▶ **Prompt**: Reproduce the listing below in its entirety. Change nothing.

▶ **Task data**:
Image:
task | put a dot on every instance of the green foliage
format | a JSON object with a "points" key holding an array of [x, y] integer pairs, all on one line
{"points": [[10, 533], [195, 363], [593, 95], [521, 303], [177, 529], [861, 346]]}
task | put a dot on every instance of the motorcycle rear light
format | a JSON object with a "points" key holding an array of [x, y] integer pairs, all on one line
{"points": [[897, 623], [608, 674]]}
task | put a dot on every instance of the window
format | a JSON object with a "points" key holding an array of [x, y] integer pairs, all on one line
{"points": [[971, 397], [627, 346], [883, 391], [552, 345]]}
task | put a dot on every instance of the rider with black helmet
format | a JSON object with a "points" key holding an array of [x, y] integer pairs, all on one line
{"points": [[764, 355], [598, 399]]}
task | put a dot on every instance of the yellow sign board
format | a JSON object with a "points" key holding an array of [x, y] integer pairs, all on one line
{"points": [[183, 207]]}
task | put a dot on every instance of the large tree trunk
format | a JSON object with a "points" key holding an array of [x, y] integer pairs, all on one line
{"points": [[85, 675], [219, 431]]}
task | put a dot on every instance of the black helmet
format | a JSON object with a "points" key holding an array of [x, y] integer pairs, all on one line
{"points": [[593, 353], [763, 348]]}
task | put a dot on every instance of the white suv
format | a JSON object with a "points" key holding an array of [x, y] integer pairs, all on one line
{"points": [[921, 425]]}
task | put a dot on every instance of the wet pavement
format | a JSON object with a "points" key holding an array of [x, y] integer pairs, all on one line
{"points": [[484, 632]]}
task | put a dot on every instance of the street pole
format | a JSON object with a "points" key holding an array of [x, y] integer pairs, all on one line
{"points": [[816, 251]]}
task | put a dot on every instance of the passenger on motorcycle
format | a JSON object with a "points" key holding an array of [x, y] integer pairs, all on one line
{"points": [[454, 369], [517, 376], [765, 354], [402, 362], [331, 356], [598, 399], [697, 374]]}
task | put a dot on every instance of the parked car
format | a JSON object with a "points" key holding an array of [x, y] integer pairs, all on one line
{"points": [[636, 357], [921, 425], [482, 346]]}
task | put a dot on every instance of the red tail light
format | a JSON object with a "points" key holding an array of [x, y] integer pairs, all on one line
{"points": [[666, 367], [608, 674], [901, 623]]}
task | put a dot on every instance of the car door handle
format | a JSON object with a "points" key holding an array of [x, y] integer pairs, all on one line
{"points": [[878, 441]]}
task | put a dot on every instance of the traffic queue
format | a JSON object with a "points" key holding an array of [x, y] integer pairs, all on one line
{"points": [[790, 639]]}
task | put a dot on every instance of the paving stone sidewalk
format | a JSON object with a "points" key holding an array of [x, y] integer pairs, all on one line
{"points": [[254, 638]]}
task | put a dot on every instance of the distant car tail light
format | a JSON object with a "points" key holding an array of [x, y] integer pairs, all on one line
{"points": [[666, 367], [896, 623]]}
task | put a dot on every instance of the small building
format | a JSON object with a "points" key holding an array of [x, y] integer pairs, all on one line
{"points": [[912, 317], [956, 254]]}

▶ **Exercise answer**:
Image:
task | put a dot on every instance of the green foliage
format | a JSON object with a "points" key holding an array of [x, y] integer pairs, all on one line
{"points": [[10, 533], [195, 363], [593, 95], [521, 303], [177, 529], [861, 346]]}
task | put a dot on every instance of the motorcycle rear light
format | a JSON object with a "points" key holding an array of [x, y] integer pairs, all on one line
{"points": [[897, 623], [608, 674]]}
task | put a dot on every instance of the window
format | a JSON object with a "points" key holding an array of [x, y] integer pairs, all on one line
{"points": [[971, 397], [627, 346], [883, 391], [552, 345]]}
task | put a dot on every instance of the rider with black helmet
format | a JSON object with a "points" key holding an array of [x, y] integer pairs, all on one line
{"points": [[764, 355], [598, 399]]}
task | put a dot on every instance of the yellow sign board
format | a JSON object with a "points" key holding an array of [x, y] integer pairs, all on one line
{"points": [[183, 207]]}
task | put a dot on every instance of the large tree trunk
format | a JSON object with a "points" key holding an array of [x, y] integer pairs, all on one line
{"points": [[85, 675], [219, 431]]}
task | put a dot on every instance of the black helmet
format | a JSON object with a "points" key holding an array of [x, y] integer pairs, all on one line
{"points": [[593, 353], [763, 348]]}
task | put a dot on every instance of the white suv
format | a JSON object with a "points" key holding an array of [x, y] integer pairs, all on one line
{"points": [[921, 425]]}
task | put a dot on every instance of the wet pavement
format | a JSON object with a "points" key holding an array of [x, y] integer pairs, all on one line
{"points": [[484, 632]]}
task | put a dot on every instance of the street pole
format | a JSON object with a "points" key holding an array of [x, y] integer pairs, all on one line
{"points": [[816, 251]]}
task | put a dot on every instance of the passenger on motorcycle
format | a JSON object with a "points" key holding an array of [x, y] integer pairs, all on one line
{"points": [[454, 369], [517, 376], [765, 354], [402, 362], [331, 356], [598, 399], [697, 374]]}
task | put a dot on every instance of the parked car
format | a JSON object with a "points" key holding an array of [x, y] integer pairs, all on one line
{"points": [[636, 357], [921, 425], [482, 346]]}
task | put a dot on every instance of the red tail light
format | a JSON object with a "points" key holding an array of [x, y] integer pairs, all on one line
{"points": [[666, 367], [608, 674], [901, 623]]}
task | put a dot on every instance of the car door handle
format | a JSON object with a "points" key holding an array of [x, y] integer pairs, all on one line
{"points": [[878, 441]]}
task | put a dot on every instance of the traffic queue
format | a JSON object with a "points" key holding an array of [x, y] integer pairs, all on one line
{"points": [[790, 639]]}
task | put a dot on every instance of the paving stone sidewalk
format | a JSON object with a "points" key holding an array of [x, y] integer pairs, all on one line
{"points": [[254, 638]]}
task | put a dot on every instance of the distant car tail light
format | a JSON object with a "points" key holding an array of [x, y] integer pairs, all on one line
{"points": [[666, 367], [896, 623]]}
task | put a dot on every instance of the small building
format | a JSON object with a "points" key holding an array of [x, y] integer pairs, all on one line
{"points": [[912, 317], [956, 254]]}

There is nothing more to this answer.